[[ Excerpted records open ]]
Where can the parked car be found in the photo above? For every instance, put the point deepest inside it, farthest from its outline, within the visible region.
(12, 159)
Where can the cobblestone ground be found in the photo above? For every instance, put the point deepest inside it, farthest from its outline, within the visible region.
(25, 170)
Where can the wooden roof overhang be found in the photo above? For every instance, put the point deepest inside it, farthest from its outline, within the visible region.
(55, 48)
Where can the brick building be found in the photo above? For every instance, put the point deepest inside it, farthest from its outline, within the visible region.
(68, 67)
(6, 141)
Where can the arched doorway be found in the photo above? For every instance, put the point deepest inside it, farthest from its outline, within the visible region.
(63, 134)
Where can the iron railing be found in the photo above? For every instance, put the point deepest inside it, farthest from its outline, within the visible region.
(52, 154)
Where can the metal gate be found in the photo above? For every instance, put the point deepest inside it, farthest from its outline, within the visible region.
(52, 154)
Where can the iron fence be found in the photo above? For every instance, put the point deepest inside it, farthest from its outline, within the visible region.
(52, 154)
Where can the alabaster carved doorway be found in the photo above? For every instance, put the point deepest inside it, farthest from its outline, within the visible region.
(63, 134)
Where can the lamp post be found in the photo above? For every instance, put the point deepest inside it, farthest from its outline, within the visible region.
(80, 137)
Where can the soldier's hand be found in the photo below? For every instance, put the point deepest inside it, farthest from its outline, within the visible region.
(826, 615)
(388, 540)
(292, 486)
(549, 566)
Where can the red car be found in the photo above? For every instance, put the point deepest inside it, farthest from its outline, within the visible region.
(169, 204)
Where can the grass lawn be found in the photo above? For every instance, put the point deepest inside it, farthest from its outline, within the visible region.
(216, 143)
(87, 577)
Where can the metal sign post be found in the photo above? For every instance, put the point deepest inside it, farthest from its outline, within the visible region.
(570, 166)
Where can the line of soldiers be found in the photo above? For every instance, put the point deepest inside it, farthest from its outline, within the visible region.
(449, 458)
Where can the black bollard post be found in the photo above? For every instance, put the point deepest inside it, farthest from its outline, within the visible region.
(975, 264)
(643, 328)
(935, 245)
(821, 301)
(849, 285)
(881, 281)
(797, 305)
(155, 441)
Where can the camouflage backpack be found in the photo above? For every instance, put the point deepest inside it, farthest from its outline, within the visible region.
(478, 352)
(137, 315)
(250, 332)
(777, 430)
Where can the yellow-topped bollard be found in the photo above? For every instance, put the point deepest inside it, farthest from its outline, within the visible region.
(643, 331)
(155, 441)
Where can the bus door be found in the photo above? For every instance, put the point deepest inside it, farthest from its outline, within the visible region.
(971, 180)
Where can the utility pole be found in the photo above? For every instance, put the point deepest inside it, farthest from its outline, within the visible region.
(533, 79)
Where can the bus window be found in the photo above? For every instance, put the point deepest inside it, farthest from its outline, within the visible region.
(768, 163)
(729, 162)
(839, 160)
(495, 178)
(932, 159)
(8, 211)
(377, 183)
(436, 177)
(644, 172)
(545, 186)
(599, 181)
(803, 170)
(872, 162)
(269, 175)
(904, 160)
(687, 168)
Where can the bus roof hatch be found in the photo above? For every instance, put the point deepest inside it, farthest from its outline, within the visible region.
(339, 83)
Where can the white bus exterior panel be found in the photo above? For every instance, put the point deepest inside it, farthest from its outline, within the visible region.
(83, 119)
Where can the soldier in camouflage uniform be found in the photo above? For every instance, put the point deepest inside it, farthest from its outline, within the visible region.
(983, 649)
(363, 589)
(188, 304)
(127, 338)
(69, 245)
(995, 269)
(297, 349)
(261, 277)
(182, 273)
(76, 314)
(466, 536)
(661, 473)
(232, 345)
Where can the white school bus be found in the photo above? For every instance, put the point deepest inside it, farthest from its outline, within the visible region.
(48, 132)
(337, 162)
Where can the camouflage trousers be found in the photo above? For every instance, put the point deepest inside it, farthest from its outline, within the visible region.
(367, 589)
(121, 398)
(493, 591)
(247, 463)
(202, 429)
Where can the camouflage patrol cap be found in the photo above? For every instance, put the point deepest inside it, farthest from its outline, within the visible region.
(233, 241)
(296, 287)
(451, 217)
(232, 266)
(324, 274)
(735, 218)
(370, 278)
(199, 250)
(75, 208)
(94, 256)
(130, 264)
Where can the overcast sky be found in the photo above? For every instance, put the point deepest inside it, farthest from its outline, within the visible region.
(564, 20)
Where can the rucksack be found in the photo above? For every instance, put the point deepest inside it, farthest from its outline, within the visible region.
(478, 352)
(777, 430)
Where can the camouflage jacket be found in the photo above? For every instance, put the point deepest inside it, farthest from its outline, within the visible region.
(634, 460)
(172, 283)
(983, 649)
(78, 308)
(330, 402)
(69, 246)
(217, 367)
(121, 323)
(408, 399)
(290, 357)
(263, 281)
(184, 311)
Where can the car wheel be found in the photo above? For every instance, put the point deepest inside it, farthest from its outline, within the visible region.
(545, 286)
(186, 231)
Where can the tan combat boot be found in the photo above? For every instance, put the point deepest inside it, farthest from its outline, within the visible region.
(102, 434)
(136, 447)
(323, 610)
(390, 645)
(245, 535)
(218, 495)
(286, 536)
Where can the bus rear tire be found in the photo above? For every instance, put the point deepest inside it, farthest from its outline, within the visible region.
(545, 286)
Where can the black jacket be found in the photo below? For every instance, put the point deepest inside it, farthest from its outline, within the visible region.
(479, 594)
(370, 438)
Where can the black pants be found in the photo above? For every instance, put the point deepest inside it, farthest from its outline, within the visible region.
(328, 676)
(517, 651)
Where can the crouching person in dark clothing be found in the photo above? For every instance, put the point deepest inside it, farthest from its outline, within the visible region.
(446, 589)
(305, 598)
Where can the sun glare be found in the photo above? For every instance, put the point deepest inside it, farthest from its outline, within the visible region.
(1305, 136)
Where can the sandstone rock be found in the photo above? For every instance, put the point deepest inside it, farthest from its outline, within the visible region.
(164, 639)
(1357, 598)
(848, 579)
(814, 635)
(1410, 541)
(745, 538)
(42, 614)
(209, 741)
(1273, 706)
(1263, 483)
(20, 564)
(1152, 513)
[[ Excerpted records closed ]]
Copy every record precisely, omitting nothing.

Response |
Where can the parked car be found in the photo above? For every instance, put the point deepest inside it, farthest from its outline, within the visible region.
(12, 159)
Where can the cobblestone ground be found in the photo above? For every instance, put the point deepest inside it, farthest from its outline, within the visible region.
(25, 170)
Where can the wooden roof overhang be found in the photo above? For every instance, put the point deepest inside it, farthest from its outline, within the visible region.
(55, 48)
Where can the brick building be found in the photo above? For every instance, put the point deepest inside it, farthest from its outline, within the visible region.
(68, 67)
(6, 141)
Where can the arched doorway be found in the photo above? For every instance, put the point deepest inside it, farthest from its outline, within the visible region.
(63, 134)
Where can the iron railing be found in the photo above? For every instance, put the point deepest inside it, farthest from its outline, within the visible region.
(52, 154)
Where can the metal gate be found in the photo above? For every instance, put the point deepest inside it, farthest from its outline, within the visible region.
(52, 154)
Where can the iron fence be found in the photo above? For every instance, put the point deepest inside it, farthest from its outline, within the visible region.
(52, 154)
Where can the alabaster carved doorway be found in the photo above? For every instance, put the point deepest inside it, farthest from its outline, within the visible region.
(63, 134)
Where can the lamp post be found in the photo above? For every instance, put the point deepest inside it, farthest from its outline, within the visible region.
(80, 137)
Where can the soldier's hand be found in the photo below? For every instance, put the point deepest inside it, farthest from its outline, within the visible region.
(826, 615)
(388, 540)
(292, 486)
(549, 566)
Where can the red car be found in the photo above? For every instance, put the point deepest inside it, farthest from its outline, within the visible region.
(169, 204)
Where can the grass lawn be found in the photo above? For every instance, put the point deepest inside it, farthest from its outline, within the visible region.
(216, 143)
(87, 577)
Where can the metal sign post be found in the photo above? For every instance, put the point deepest inside it, farthest from its outline, within the visible region.
(570, 166)
Where can the line of soldiers be found in the photo above? For every instance, put the point deepest inside it, farthest from its outline, within the visible region.
(449, 458)
Where can the black bollard post be found in the photo above? For every instance, put the point deepest inside it, farthest from its outline, within the visible region.
(975, 264)
(643, 328)
(935, 245)
(821, 301)
(849, 285)
(881, 281)
(797, 305)
(155, 441)
Where can the camouflage backpack be found in the photo above? For every instance, put the point deepest inside it, farthest from its outline, within the visible region.
(478, 352)
(137, 315)
(250, 332)
(777, 430)
Where can the yellow-topped bollard be found in the photo above? For every instance, put the point deepest inside it, farthest from its outline, within the visible region.
(643, 331)
(155, 441)
Where can the bus door be found in the photo above? For every instance, put the point deepest inside it, farthest from its outline, within the visible region.
(971, 180)
Where can the utility pole be found in the photo above? For every instance, put the point deepest inside it, farthest from its outline, within the visible region.
(533, 79)
Where can the bus window be found in the photo above? For every instance, put the point deepest inside it, farthest from its outline, within the visible region.
(768, 163)
(729, 162)
(839, 160)
(495, 178)
(932, 159)
(8, 211)
(377, 183)
(436, 177)
(644, 172)
(545, 186)
(599, 181)
(803, 170)
(872, 162)
(269, 175)
(904, 160)
(687, 168)
Where can the bus roof hatch be found in the photo above? For every instance, put the point deepest inside it, farthest from its outline, within the visible region.
(339, 83)
Where can the white bus exterior panel be found in the photo above? For every instance, put the point deepest inside it, farthest from its outline, within the visible region.
(83, 119)
Where can the soldier in camouflage uniform be found in the photo above? For every instance, put the point deepest inside it, farthest from its outline, within the visible region.
(983, 649)
(363, 589)
(188, 304)
(127, 338)
(69, 245)
(995, 269)
(297, 349)
(261, 277)
(182, 273)
(76, 314)
(466, 536)
(661, 473)
(232, 345)
Where can the white school bus be found in the photo above? For every instance, put the point deepest inside it, farthest from its outline, within the visible region.
(48, 132)
(337, 162)
Where can the camouflage trousers be found in the photo above? For every instance, put the point deepest inside it, farthest from its outline, within the visible region.
(367, 589)
(121, 398)
(493, 591)
(247, 463)
(202, 429)
Where can the camouflage patrol cap be found in the photo above? For every instance, put the point deepest inside it, farthest from its outline, within the visible region.
(233, 241)
(296, 287)
(451, 217)
(232, 266)
(324, 274)
(735, 218)
(370, 278)
(199, 250)
(75, 208)
(94, 256)
(130, 264)
Where can the overcast sky be found in the photo above? For every instance, put the point deepest inside it, farthest from its outline, within the visible region.
(564, 20)
Where can the rucksack be found in the photo above? For every instance, put the point deepest inside it, farthest from its outline, within the visible region.
(478, 352)
(777, 430)
Where can the camouflage jacket be found in the photo above? For every instance, put the point deepest inside it, farthest from its outline, within the visible region.
(634, 460)
(172, 283)
(983, 649)
(78, 308)
(330, 402)
(69, 246)
(217, 367)
(121, 323)
(408, 399)
(290, 357)
(263, 281)
(184, 311)
Where can the car wheel be found in the photo above? For every instance, put the point deepest inside it, farthest from its outline, within the visible region.
(545, 286)
(186, 231)
Where can the tan combat boot be found in the photo above? For every instance, put the point deepest inside it, farthest from its outline, within the visible region.
(102, 434)
(136, 447)
(323, 610)
(390, 645)
(245, 535)
(218, 495)
(286, 536)
Where can the bus rear tire be found in the photo above? For every instance, put the point deepest inside it, farthest from its outline, within the visible region.
(545, 286)
Where can the black jacket be found in the photo below? For every instance, put the point deepest inside it, farthest from its outline, within the visible region.
(479, 594)
(370, 438)
Where can the black pants be found in the photo above? For every instance, put the point deepest inside it, farthest from its outline, within the visible region.
(328, 676)
(517, 651)
Where can the crouching person in dark clothing be found in the photo above? For every instance, put the point deepest inside it, farthest from its outline, within the visible region.
(446, 589)
(305, 598)
Where can the sun glare be found in the photo above? For every instance, put the point deepest inside it, farthest from its outline, within the visible region.
(1305, 136)
Where can the sandstone rock be found in the photo above? For every instance, put the point deepest inside it, farthest from its outline, within the visible region.
(164, 639)
(1357, 598)
(848, 579)
(814, 635)
(1410, 541)
(745, 538)
(42, 614)
(209, 741)
(1273, 706)
(1263, 483)
(20, 564)
(1152, 513)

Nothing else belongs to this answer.